Extrait fourni:

((

La séance fut assez mouvementée. La lecture finie, un des membres les plus considérés de la compagnie, M. Cousin, décida nettement que, quel que fût le mérite de ce discours, il regardait comme impossible de lui donner le prix. On ne couronne pas une hypothèse. Sans doute, l’interprétation est ingénieuse, la supposition séduisante, mais où sont les preuves ? Il n’y a là en réalité, dit-il avec un sourire un peu dédaigneux, qu’un spirituel point d’interrogation. ― Hé ! Hé ! mon cher confrère, répliqua Sainte-Beuve avec sa mine finaude et son regard narquois, il pourrait bien y avoir là plus de vrai que vous ne le supposez. » Là-dessus, M. de Salvandy demande la parole, et, avec sa chaleur un peu déclamatoire, mais sincère, avec sa générosité d’accent, il répliqua si éloquemment à M. Cousin, qu’il emporta tous les suffrages, et le prix fut donné au n° 17, à L. Gilbert.

))

Consigne A:
Pouvez-vous modifier le passage de l'extrait allant de « La séance fut » jusqu'à « à L. Gilbert. » en y remplaçant « séance » par « réunion » ?
Les lignes qui viennent ensuite sont un matériau distinct, sans lien avec l'extrait.

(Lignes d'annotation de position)
((

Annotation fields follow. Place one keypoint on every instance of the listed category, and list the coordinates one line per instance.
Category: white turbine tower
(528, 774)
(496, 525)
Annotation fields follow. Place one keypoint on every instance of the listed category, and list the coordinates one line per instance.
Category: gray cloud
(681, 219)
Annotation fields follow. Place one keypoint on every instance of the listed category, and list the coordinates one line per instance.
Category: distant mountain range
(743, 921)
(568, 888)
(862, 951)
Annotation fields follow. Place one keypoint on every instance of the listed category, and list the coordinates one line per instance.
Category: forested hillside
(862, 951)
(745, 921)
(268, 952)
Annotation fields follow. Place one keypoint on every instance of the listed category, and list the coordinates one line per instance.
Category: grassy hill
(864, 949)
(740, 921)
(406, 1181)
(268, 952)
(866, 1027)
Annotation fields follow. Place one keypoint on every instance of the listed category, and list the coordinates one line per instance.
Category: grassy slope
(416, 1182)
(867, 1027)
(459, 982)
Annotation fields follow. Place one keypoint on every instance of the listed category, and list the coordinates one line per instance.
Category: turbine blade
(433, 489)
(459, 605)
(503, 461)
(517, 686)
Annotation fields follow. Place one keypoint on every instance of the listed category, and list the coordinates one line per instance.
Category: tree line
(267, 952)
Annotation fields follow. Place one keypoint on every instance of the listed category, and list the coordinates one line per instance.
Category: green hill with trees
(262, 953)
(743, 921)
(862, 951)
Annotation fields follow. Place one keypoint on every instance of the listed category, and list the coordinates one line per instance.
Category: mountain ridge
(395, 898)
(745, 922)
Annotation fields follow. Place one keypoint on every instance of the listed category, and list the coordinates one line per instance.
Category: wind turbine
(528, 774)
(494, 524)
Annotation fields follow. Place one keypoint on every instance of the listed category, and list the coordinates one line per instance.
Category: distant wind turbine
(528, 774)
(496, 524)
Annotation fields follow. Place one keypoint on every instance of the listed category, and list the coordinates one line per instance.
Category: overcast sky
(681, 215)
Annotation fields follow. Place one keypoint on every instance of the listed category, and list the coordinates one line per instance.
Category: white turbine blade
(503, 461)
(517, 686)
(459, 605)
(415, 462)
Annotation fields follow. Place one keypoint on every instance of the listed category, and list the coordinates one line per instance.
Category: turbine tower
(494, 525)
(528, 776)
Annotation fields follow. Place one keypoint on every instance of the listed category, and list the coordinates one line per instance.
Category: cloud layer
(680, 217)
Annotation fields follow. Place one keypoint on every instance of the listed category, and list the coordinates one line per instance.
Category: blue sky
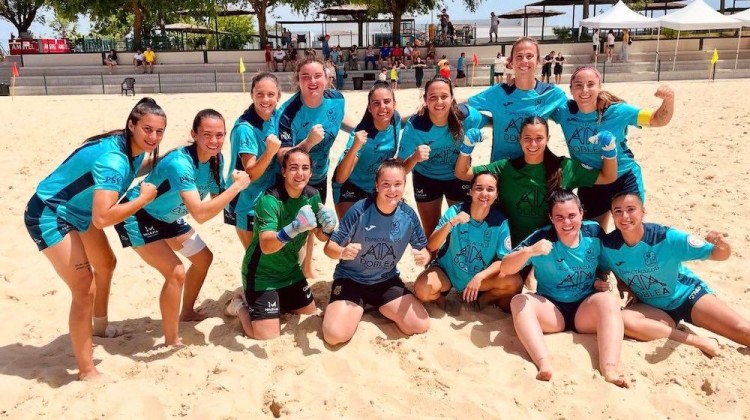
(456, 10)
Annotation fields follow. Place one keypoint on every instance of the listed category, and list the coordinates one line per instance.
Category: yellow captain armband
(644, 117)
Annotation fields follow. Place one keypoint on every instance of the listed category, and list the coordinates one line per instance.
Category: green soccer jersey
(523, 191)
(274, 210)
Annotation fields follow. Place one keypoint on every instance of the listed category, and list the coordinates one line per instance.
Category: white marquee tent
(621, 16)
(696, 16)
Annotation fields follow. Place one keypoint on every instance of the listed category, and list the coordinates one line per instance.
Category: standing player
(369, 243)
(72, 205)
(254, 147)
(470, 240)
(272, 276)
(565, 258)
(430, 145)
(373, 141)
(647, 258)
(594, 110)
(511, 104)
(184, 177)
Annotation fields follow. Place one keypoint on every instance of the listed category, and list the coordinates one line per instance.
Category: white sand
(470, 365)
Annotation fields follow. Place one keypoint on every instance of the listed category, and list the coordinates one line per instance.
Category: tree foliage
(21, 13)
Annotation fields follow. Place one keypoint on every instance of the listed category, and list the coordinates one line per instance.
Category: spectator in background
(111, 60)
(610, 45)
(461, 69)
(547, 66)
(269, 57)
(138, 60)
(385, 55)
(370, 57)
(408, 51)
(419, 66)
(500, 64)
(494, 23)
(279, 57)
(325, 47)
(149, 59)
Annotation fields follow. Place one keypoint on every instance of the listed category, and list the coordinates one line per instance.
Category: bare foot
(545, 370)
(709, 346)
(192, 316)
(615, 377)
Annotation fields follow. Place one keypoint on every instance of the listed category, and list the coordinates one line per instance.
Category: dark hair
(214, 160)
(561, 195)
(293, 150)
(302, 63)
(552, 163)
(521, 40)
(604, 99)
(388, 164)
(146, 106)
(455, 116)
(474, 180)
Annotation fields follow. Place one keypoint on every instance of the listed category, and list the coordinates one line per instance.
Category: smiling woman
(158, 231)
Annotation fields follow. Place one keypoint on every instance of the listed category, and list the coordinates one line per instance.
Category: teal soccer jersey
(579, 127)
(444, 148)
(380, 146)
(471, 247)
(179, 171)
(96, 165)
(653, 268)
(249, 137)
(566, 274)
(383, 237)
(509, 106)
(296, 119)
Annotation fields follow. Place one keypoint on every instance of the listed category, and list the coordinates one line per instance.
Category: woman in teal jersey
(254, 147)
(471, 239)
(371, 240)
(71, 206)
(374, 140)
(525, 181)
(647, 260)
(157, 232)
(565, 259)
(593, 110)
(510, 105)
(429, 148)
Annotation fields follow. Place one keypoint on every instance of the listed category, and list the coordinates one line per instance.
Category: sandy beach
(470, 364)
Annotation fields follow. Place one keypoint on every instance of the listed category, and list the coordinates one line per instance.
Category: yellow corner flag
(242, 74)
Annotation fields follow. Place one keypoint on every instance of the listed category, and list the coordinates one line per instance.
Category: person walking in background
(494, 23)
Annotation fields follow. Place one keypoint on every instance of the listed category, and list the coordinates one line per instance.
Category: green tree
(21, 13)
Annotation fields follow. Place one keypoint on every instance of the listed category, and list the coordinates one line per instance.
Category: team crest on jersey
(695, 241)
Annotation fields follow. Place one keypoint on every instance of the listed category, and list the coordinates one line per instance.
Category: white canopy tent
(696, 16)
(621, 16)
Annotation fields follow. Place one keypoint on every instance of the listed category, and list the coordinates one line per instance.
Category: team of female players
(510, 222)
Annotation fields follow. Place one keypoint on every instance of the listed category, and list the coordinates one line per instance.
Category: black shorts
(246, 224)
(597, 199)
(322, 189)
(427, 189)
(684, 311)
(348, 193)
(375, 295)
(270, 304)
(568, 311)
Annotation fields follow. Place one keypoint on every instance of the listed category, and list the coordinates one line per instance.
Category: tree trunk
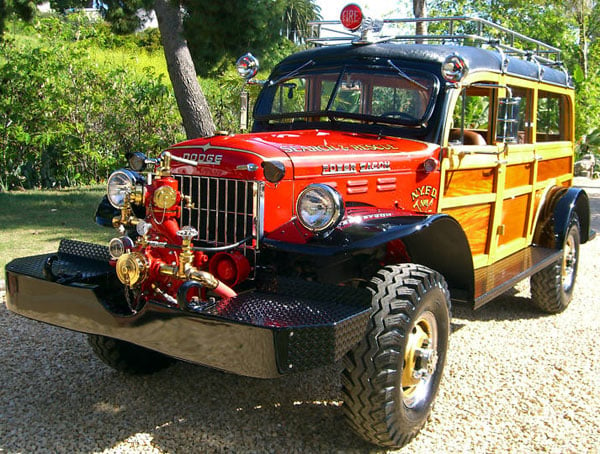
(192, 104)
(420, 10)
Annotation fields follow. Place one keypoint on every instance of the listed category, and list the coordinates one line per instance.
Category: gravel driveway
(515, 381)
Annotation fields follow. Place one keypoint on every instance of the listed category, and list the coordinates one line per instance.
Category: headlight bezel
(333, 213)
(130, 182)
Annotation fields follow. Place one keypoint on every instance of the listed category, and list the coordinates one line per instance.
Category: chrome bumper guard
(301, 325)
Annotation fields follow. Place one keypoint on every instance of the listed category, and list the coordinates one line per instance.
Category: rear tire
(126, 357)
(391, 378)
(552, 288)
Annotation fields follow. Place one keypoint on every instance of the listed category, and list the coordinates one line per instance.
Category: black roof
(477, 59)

))
((

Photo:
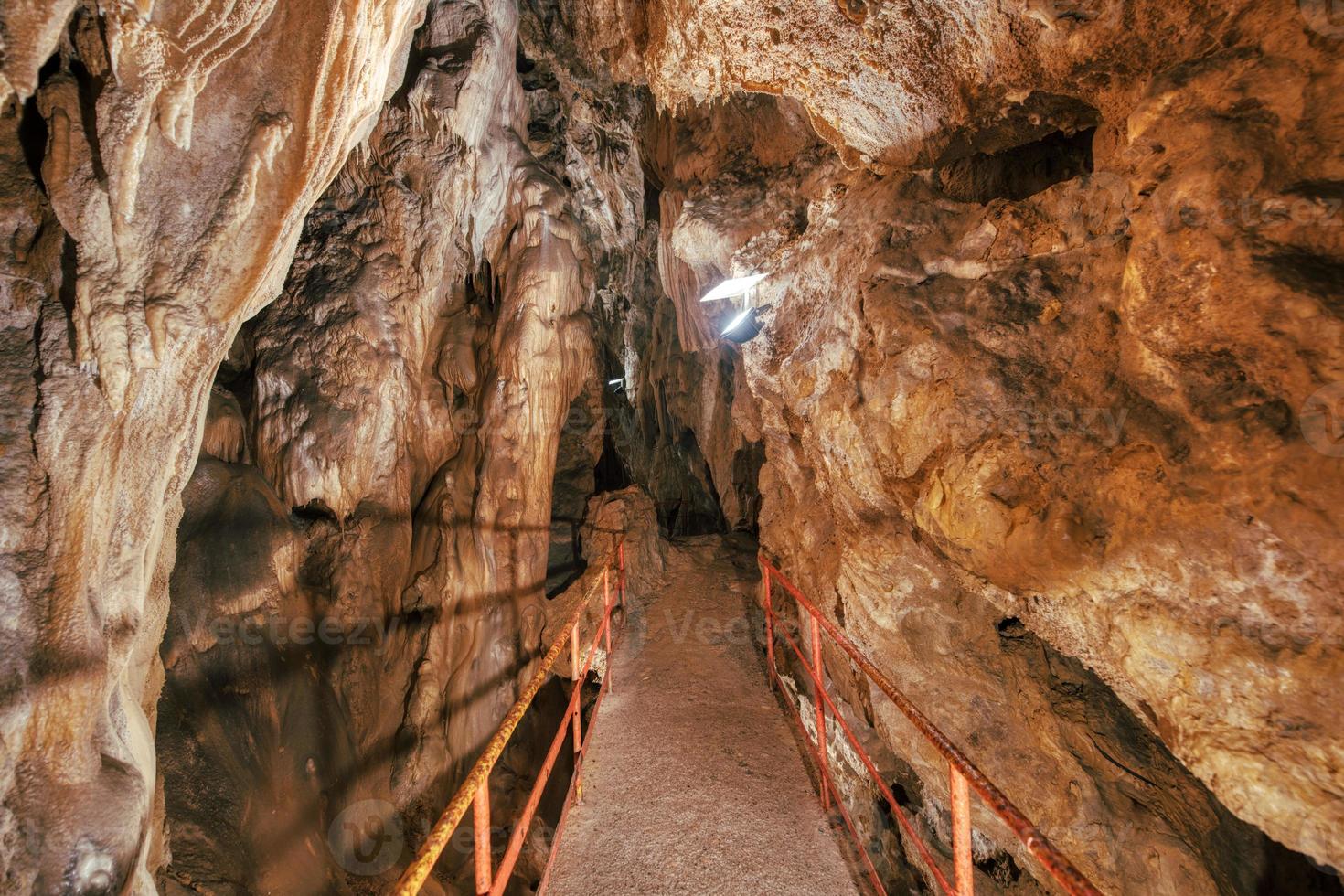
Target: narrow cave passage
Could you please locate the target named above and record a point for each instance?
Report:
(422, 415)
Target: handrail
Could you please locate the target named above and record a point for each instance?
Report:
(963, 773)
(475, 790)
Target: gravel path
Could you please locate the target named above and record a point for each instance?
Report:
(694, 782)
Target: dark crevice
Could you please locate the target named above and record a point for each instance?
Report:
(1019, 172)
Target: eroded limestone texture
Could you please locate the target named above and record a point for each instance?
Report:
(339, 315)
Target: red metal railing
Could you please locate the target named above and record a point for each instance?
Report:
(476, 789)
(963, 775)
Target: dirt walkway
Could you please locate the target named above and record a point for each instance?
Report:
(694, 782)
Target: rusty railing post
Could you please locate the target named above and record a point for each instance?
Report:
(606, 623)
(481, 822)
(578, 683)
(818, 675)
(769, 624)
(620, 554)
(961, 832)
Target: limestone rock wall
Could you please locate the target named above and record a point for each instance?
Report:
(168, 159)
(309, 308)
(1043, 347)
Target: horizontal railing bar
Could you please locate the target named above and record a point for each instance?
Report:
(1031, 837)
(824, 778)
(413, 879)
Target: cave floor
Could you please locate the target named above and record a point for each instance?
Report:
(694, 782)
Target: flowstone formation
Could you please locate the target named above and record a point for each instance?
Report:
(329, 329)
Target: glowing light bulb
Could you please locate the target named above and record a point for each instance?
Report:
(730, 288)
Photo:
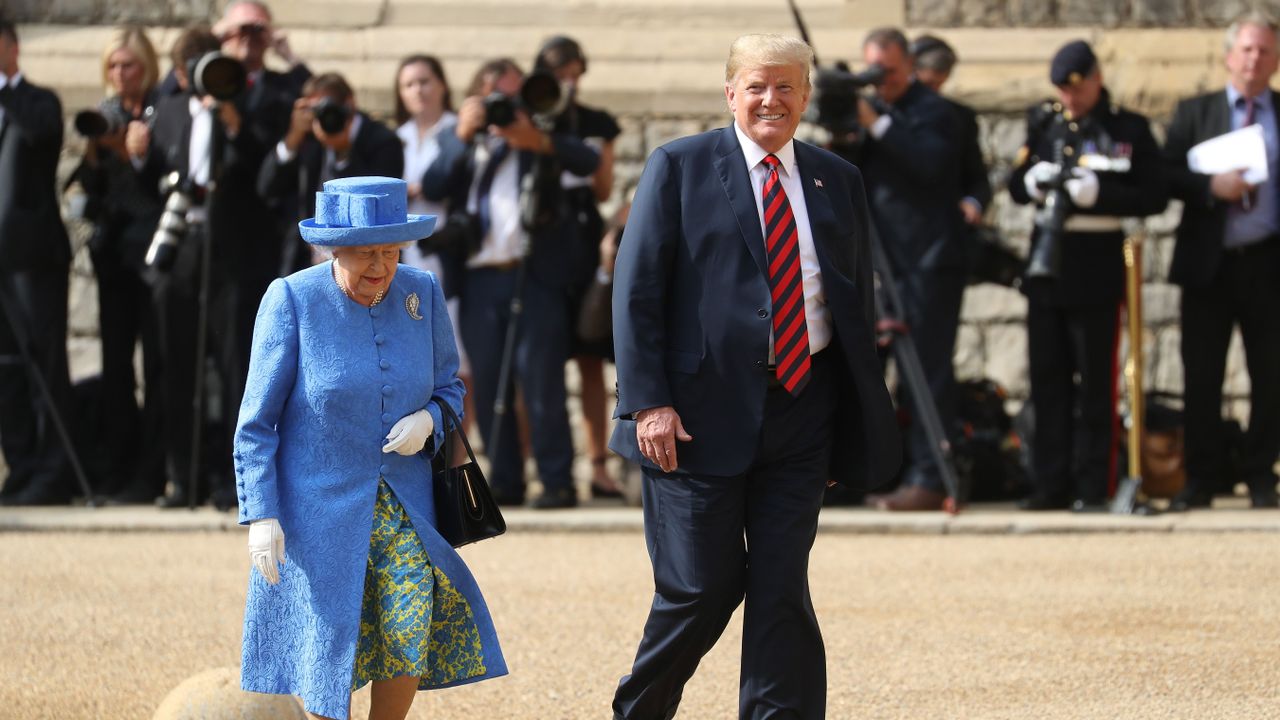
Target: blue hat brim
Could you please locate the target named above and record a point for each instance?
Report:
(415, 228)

))

Consigne B:
Pouvez-vous trouver toutes les lignes qui contiennent la chaîne « gravel » et les recopier ? La casse compte.

Résultat attendu A:
La réunion fut assez mouvementée. La lecture finie, un des membres les plus considérés de la compagnie, M. Cousin, décida nettement que, quel que fût le mérite de ce discours, il regardait comme impossible de lui donner le prix. On ne couronne pas une hypothèse. Sans doute, l’interprétation est ingénieuse, la supposition séduisante, mais où sont les preuves ? Il n’y a là en réalité, dit-il avec un sourire un peu dédaigneux, qu’un spirituel point d’interrogation. ― Hé ! Hé ! mon cher confrère, répliqua Sainte-Beuve avec sa mine finaude et son regard narquois, il pourrait bien y avoir là plus de vrai que vous ne le supposez. » Là-dessus, M. de Salvandy demande la parole, et, avec sa chaleur un peu déclamatoire, mais sincère, avec sa générosité d’accent, il répliqua si éloquemment à M. Cousin, qu’il emporta tous les suffrages, et le prix fut donné au n° 17, à L. Gilbert.

Résultat attendu B:
Category: gravel driveway
Target: gravel path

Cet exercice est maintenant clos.